Goal —
Update the data below so that every "instance" becomes "occurrence", and keep all other text the same.

Supplied data —
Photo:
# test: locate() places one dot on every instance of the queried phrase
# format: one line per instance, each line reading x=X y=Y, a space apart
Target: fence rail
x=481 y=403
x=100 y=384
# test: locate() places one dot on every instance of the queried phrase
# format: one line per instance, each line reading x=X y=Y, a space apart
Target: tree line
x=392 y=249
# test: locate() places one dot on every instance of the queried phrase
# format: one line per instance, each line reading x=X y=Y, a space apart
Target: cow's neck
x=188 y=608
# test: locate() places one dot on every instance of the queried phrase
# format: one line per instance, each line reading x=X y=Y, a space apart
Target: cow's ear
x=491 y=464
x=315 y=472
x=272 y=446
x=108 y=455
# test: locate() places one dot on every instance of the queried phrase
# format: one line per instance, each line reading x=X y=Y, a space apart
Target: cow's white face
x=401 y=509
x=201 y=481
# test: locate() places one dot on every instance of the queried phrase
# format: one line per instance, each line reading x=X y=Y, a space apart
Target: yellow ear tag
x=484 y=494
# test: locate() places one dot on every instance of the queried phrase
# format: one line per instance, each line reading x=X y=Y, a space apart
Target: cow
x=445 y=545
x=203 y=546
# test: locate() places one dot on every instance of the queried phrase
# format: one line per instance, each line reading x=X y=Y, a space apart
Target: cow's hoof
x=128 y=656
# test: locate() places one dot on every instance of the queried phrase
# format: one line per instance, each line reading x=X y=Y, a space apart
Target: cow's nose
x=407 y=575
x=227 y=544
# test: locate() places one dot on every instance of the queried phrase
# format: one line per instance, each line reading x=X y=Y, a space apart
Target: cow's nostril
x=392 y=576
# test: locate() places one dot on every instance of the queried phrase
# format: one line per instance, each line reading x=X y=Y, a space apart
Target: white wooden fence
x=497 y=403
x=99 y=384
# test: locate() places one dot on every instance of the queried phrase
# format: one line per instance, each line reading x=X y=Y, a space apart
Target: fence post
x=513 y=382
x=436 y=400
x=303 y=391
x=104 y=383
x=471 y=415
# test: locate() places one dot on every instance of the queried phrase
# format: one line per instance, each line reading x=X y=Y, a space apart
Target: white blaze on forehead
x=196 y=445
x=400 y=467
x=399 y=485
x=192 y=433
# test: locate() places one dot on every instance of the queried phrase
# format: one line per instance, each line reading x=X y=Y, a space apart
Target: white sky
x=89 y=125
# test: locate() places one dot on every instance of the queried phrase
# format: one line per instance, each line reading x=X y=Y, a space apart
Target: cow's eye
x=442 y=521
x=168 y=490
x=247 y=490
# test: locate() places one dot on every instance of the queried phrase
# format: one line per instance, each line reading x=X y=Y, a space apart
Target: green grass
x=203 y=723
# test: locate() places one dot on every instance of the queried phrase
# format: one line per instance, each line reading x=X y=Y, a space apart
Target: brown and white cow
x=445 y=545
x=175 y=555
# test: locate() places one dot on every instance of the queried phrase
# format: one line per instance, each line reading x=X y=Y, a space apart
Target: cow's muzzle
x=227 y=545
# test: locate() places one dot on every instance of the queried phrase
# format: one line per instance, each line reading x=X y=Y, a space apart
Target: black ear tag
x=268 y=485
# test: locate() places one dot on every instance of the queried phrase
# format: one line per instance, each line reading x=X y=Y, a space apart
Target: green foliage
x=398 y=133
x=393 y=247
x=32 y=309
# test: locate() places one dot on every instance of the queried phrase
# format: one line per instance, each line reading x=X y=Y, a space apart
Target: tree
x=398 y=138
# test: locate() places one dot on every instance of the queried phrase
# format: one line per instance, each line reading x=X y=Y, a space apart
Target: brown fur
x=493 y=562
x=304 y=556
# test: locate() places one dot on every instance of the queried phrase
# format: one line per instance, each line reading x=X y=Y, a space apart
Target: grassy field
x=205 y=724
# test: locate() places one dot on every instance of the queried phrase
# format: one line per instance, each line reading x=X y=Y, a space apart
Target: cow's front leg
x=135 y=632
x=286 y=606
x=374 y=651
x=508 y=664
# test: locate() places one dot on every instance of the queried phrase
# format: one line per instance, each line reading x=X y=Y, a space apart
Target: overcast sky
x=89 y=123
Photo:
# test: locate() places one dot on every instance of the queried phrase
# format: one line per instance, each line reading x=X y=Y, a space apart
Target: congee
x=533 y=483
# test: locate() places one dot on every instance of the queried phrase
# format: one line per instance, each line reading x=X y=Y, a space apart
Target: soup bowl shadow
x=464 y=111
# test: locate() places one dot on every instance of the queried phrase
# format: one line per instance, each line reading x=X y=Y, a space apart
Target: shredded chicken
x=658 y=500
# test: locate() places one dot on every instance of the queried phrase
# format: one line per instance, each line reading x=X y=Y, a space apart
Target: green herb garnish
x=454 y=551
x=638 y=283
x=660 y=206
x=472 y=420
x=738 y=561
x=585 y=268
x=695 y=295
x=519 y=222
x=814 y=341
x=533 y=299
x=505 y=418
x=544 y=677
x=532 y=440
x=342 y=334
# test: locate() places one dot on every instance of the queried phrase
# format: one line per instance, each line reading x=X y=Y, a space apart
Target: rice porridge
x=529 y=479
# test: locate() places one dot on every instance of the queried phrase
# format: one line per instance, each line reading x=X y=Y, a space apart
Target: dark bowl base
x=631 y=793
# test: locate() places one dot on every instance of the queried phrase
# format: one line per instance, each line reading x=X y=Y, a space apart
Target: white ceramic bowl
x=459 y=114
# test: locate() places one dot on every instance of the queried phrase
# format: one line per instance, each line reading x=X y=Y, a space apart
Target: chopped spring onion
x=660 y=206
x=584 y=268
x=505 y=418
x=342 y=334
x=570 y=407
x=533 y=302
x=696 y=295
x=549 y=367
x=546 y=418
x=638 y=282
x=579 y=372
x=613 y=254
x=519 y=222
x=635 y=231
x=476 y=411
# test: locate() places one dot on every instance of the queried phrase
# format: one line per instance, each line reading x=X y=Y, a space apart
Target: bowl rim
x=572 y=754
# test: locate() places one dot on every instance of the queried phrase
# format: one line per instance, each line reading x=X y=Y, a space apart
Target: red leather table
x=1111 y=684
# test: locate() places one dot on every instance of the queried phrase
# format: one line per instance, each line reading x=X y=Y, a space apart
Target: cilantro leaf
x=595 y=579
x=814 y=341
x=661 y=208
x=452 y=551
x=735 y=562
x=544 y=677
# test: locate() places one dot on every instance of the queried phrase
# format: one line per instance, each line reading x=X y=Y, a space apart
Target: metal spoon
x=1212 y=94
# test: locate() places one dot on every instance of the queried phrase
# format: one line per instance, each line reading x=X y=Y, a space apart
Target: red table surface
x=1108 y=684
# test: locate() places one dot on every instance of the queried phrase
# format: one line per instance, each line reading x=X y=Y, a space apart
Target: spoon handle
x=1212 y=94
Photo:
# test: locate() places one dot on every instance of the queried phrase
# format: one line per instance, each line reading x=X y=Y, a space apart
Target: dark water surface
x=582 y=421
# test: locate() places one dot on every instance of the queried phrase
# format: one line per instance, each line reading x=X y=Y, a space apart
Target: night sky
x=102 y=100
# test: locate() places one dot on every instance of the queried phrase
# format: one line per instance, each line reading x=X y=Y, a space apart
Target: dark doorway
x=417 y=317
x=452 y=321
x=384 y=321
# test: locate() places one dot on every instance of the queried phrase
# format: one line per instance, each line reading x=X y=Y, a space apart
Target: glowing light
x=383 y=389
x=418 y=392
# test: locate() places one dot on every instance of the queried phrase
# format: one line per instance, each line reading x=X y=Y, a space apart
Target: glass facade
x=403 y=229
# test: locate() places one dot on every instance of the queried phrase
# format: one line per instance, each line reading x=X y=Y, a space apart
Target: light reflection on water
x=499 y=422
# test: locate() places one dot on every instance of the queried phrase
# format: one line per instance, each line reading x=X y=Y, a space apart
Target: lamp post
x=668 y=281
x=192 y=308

Completed exercise —
Photo:
# test: locate() places one dot on every occurrence of the queried phrase
# format: one line per occurrence, each line reading x=X y=Y, a space apart
Target: fence rail
x=481 y=403
x=100 y=384
# test: locate() places one dot on every occurrence of the queried phrase
# format: one line per occurrence, each line reading x=X y=Y, a space apart
Target: tree line
x=392 y=249
# test: locate() places one dot on every occurrence of the queried phrase
# format: one line per occurrence, each line reading x=X y=Y, a space apart
Target: cow's neck
x=188 y=608
# test: locate() places one dot on every occurrence of the queried phrase
# format: one line per occurrence, each line reading x=X y=Y, a space apart
Target: cow's ear
x=491 y=464
x=315 y=472
x=272 y=446
x=108 y=455
# test: locate() places one dot on every occurrence of the queried phrase
# format: one line per occurrence, each line reading x=X y=Y, a space apart
Target: cow's white face
x=401 y=509
x=201 y=481
# test: locate() places one dot on every occurrence of the queried phrase
# format: one line per occurrence, each line reading x=X y=Y, a space apart
Target: yellow ear tag
x=484 y=494
# test: locate() places one dot on every occurrence of the queried phrase
# format: one line per occurrence, each line reading x=X y=Y, a space apart
Target: cow
x=445 y=545
x=203 y=546
# test: locate() places one dot on every occurrence of the queried phrase
# format: one line per occurrence, each line reading x=X y=Y, a space apart
Target: cow's hoof
x=128 y=656
# test: locate() places one dot on every occurrence of the queried phrase
# format: one line per occurrence, each line reading x=X y=Y, a space apart
Target: cow's nose
x=407 y=575
x=227 y=544
# test: locate() places one dot on every occurrence of the queried phrase
# format: one line per occurrence, each line reading x=X y=Y, a space apart
Target: cow's nostril
x=392 y=576
# test: locate() places one dot on every occurrence of the queried phrase
# format: one line per occurrence, each line reading x=X y=Y, a space apart
Target: white wooden fence
x=497 y=403
x=99 y=384
# test: locate() places one dot on every occurrence of the queried phrase
# format: one line per occurrence, each line reading x=X y=Y, a space apart
Target: fence post
x=513 y=382
x=436 y=400
x=303 y=391
x=104 y=383
x=471 y=415
# test: locate() places one dot on every occurrence of the queried phrase
# format: one line per occurrence, each line reading x=X y=Y, a space apart
Target: white blaze on forehead
x=196 y=445
x=400 y=467
x=399 y=485
x=192 y=433
# test: locate() places one dot on every occurrence of the queried phrase
# format: one line per occurrence, each line reading x=X y=Y, a space apart
Target: white sky
x=89 y=125
# test: locate() places one dot on every occurrence of the queried phrase
# format: one line per occurrence, each line reading x=X y=Y, a space apart
Target: cow's eye
x=442 y=521
x=168 y=490
x=247 y=490
# test: locate() places one dot on every occurrence of the queried phrase
# format: one line per occurrence, each line reading x=X y=Y, a space apart
Target: green grass
x=203 y=723
# test: locate() places one dot on every occurrence of the queried phrase
# format: one line per occurrence, each line reading x=X y=Y, a space apart
Target: brown and white cow
x=445 y=545
x=175 y=555
# test: locate() places one dot on every occurrence of the queried phrase
# format: one line per occurrence, each line reading x=X y=Y, a space apart
Target: cow's muzzle
x=227 y=545
# test: locate() places one dot on every occurrence of the queried phrase
# format: one line per occurrence, each line reading x=X y=Y, a space apart
Target: black ear tag
x=268 y=485
# test: locate() places one dot on every occurrence of the queried phrase
# format: one line per occurrence, each line reading x=X y=Y, a space apart
Target: green foliage
x=398 y=133
x=393 y=247
x=32 y=309
# test: locate() places one dot on every occurrence of the queried phrase
# format: one line per occurrence, each line reading x=X y=Y, a space apart
Target: tree
x=398 y=138
# test: locate() places one dot on every occurrence of the queried phrase
# format: one line per occurrence, each line reading x=X y=Y, a space apart
Target: brown fur
x=493 y=562
x=304 y=556
# test: locate() places one dot on every occurrence of the queried phrase
# format: one line per occurrence, each line reading x=X y=Y, a space apart
Target: grassy field
x=205 y=724
# test: locate() places one dot on every occurrence of the queried phrase
# format: one line per occurrence, each line reading x=X y=Y, a space apart
Target: cow's front leg
x=135 y=632
x=286 y=606
x=374 y=651
x=508 y=664
# test: locate() places one dot on every occurrence of the queried phrase
# format: one line per occurrence, each line reading x=X y=Y, a space apart
Target: overcast sky
x=89 y=123
Photo:
# test: locate() places one dot on every occurrence of the queried phrase
# format: one line per occurrence, each line reading x=X y=Y, a space apart
Target: congee
x=533 y=483
# test: locate() places one dot on every occurrence of the queried phrase
# format: one line per occurrence, each line reading x=X y=Y, a space apart
Target: soup bowl shadow
x=464 y=111
# test: locate() places one dot on every occurrence of the queried phrase
# format: one line per occurrence, each line reading x=X y=Y, a space apart
Target: shredded chicken
x=658 y=500
# test: locate() places one dot on every occurrence of the queried phrase
# format: one line per occurrence, each line reading x=X y=Y, a space apart
Target: green herb garnish
x=454 y=551
x=638 y=283
x=660 y=206
x=472 y=420
x=738 y=561
x=585 y=268
x=695 y=295
x=519 y=222
x=814 y=341
x=533 y=299
x=505 y=418
x=544 y=677
x=532 y=440
x=342 y=334
# test: locate() places one dot on every occurrence of the queried phrase
# format: one line per occurrence, each line reading x=X y=Y, a space apart
Target: rice porridge
x=529 y=479
# test: locate() places one dot on every occurrence of the queried phrase
# format: one line per occurrence, each line reading x=X y=Y, a space apart
Target: dark bowl base
x=631 y=793
# test: locate() places one dot on every occurrence of the queried phrase
# format: one line per occurrence, each line reading x=X y=Y, a space apart
Target: white ceramic bowl
x=459 y=114
# test: locate() places one dot on every occurrence of the queried phrase
# format: one line per occurrence, each line reading x=X y=Y, a space apart
Target: chopped spring onion
x=660 y=206
x=584 y=268
x=505 y=418
x=342 y=334
x=570 y=407
x=533 y=302
x=696 y=295
x=549 y=367
x=546 y=418
x=638 y=282
x=579 y=372
x=613 y=254
x=519 y=222
x=635 y=231
x=476 y=411
# test: locate() places one dot on every occurrence of the queried phrase
# format: one line per occurrence, each line reading x=X y=Y, a space apart
Target: bowl rim
x=572 y=754
# test: locate() places one dot on every occurrence of the queried phrase
# format: one line per occurrence, each line reading x=X y=Y, a space apart
Target: red leather table
x=1111 y=684
# test: locate() places one dot on every occurrence of the queried phrase
# format: one line per occurrence, each line reading x=X y=Y, a space apart
Target: cilantro leaf
x=595 y=579
x=814 y=341
x=661 y=208
x=452 y=551
x=735 y=562
x=544 y=677
# test: locate() places one dot on every occurrence of the queried phrase
# format: one line per occurrence, each line reading x=X y=Y, a space apart
Target: metal spoon
x=1212 y=94
# test: locate() places one dot on every occurrence of the queried phrase
# format: one line per occurrence, each line reading x=X y=Y, a space apart
Target: red table surface
x=1108 y=684
# test: locate() places one dot on every occurrence of the queried phrase
# format: one line per occurrence, each line reading x=X y=Y, a space apart
Target: spoon handle
x=1212 y=94
Photo:
# test: locate() places one dot on every occurrence of the queried phrase
# format: one line per occurrence, each line reading x=X y=Y, a space apart
Target: dark water surface
x=582 y=421
# test: locate() places one dot on every occurrence of the queried phrase
# format: one line per occurrence, each line reading x=X y=Y, a space apart
Target: night sky
x=102 y=100
# test: locate() places one dot on every occurrence of the queried phrase
# format: one line per occurrence, each line reading x=X y=Y, a space apart
Target: dark doorway
x=417 y=317
x=452 y=321
x=384 y=321
# test: locate() places one dot on every occurrence of the queried phrase
# format: one line per occurrence, each line reading x=X y=Y, a space apart
Target: glowing light
x=383 y=389
x=418 y=392
# test: locate() places one dot on every occurrence of the queried phrase
# format: one line per occurrence, each line reading x=X y=Y, a space apart
Target: glass facade
x=403 y=229
# test: locate() places one dot on every occurrence of the queried phrase
# format: one line per occurrence, each line reading x=X y=Y, a space apart
Target: light reflection on water
x=499 y=422
# test: locate() places one dot on every occurrence of the queried phrase
# format: one line per occurrence, each line reading x=X y=Y, a space apart
Target: lamp post
x=668 y=281
x=192 y=308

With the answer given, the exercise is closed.